Page.
━━━━━━━━

Five essential lessons on mastering your craft, surviving the hustle, and finding natural beauty in the concrete jungle.
The skyline of New York City is, in many ways, an exercise in sheer scale and audacity. It is a vertical sprawl of glass, steel, and concrete that demands your attention while simultaneously making you feel entirely insignificant. For millions of professionals, artists, and dreamers, this city represents the ultimate proving ground, a beautiful, glittering beast that offers boundless opportunities but requires a relentless, often exhausting hustle in return. To navigate the professional labyrinth of New York is to walk a tightrope between ambition and burnout, between the romanticized beauty of the metropolis and the harsh, metallic realities of its industry.
No one understands this delicate balance of scale, metal, and ecology quite like Ali Vedad Yuner.
Ali Vedad Yuner is a Turkish-born jeweler, industrial designer, and artist currently operating out of a studio in Brooklyn, New York. His journey from the sun-drenched shores of the Turkish coast to the industrious, fast-paced design floors of Manhattan is a masterclass in adaptation. Today, as a Hardware CAD Specialist at the renowned fashion house Tory Burch, and the founder of his eponymous independent brand, Ali Vedad Yuner Jewelry, he lives entirely in the duality of commercial precision and deeply personal, ecological artistry.
In this comprehensive feature, we delve into the mind of a designer who uses wood, bone, metal, and history to craft modern talismans. More importantly, we sit down with Ali to extract five indispensable tips for navigating professional life in New York City, a guide forged not just from corporate ambition, but from a profound understanding of our place in the world.
The Beauty of the Beast: Finding Inspiration in a Concrete Jungle
New York City possesses a unique, undeniable beauty, but it is a severe beauty. It is the glint of sunlight bouncing off the Chrysler Building, the rhythmic rumble of the subway beneath your feet, and the relentless hum of ambition that vibrates through the air. For a creative professional, this environment is both intoxicating and overwhelming.
For Ali Vedad Yuner, his artistic origins were rooted in an entirely different kind of beauty. Growing up, he was captivated by the aquatic life of the Turkish coast. He found himself mesmerized by the silvery facades of fish darting through the water, a visual interest that unexpectedly birthed a profound fascination with metal. But how does one translate the organic, fluid beauty of oceanic life into the rigid, grid-locked sprawl of Brooklyn?
“I am drawn to jewelry’s role in acknowledging the human’s minuteness compared to the Earth,” Ali explains in his artistic philosophy. “I enjoy this feeling of littleness, the recognition that I am not above the earth, but within it. I desire to have an affirmation that I coexist with the world, being brought up in an ecologically-estranged urban sprawl.”

━━━━━━━━

Extracted material.
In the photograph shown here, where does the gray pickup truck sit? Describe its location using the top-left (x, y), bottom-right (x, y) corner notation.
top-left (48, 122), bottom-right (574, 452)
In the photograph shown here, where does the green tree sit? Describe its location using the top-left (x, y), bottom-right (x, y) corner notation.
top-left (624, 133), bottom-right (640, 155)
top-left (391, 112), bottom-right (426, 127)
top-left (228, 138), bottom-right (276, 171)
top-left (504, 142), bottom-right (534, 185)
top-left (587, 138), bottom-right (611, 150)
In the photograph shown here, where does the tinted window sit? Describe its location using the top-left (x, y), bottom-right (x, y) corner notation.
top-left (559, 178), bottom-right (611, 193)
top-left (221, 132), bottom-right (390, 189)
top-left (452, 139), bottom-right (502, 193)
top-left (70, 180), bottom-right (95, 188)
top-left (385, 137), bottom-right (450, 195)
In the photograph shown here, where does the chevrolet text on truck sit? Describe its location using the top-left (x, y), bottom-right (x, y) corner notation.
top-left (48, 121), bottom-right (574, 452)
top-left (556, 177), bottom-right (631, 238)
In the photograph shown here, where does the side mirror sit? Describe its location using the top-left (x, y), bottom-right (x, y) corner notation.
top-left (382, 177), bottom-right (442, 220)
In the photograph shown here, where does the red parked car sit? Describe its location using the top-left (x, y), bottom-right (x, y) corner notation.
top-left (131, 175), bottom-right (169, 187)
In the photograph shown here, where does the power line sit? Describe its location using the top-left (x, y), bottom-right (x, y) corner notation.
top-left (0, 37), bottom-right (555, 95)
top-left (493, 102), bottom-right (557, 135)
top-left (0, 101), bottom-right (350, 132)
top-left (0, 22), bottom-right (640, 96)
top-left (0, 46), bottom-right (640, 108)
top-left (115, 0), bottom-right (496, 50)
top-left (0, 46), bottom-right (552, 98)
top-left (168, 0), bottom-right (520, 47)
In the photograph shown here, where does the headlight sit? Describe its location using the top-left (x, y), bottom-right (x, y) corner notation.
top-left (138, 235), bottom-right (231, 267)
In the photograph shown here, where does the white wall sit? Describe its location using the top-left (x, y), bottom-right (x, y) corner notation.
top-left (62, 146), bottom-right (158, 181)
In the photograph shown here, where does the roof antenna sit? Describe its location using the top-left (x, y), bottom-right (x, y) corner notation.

━━━━━━━━

To do.
#1 For the feature on Ali Vedad Yuner, decide whether each statement agrees with the text, answering yes or no and quoting the words that settle it. (a) Ali Vedad Yuner holds the role of Hardware CAD Specialist at Tory Burch. (b) His studio is located in Manhattan. (c) Growing up, he was captivated by the aquatic life of the Greek coast.
#2 Answer these questions from the feature on Ali Vedad Yuner.
(a) How many tips does the feature set out to extract from Ali?
(b) Which building is named as reflecting a glint of sunlight?
(c) What is the name of his independent brand?
#3 Reproduce the passage of the feature on Ali Vedad Yuner from "Five essential lessons" up to and including "Ali Vedad Yuner.".

Answers to the problems.
#1
(a) Yes: "as a Hardware CAD Specialist at the renowned fashion house Tory Burch"
(b) No: "operating out of a studio in Brooklyn, New York"
(c) No: "he was captivated by the aquatic life of the Turkish coast"

#2
(a) Five
(b) The Chrysler Building
(c) Ali Vedad Yuner Jewelry

#3
Five essential lessons on mastering your craft, surviving the hustle, and finding natural beauty in the concrete jungle.
The skyline of New York City is, in many ways, an exercise in sheer scale and audacity. It is a vertical sprawl of glass, steel, and concrete that demands your attention while simultaneously making you feel entirely insignificant. For millions of professionals, artists, and dreamers, this city represents the ultimate proving ground, a beautiful, glittering beast that offers boundless opportunities but requires a relentless, often exhausting hustle in return. To navigate the professional labyrinth of New York is to walk a tightrope between ambition and burnout, between the romanticized beauty of the metropolis and the harsh, metallic realities of its industry.
No one understands this delicate balance of scale, metal, and ecology quite like Ali Vedad Yuner.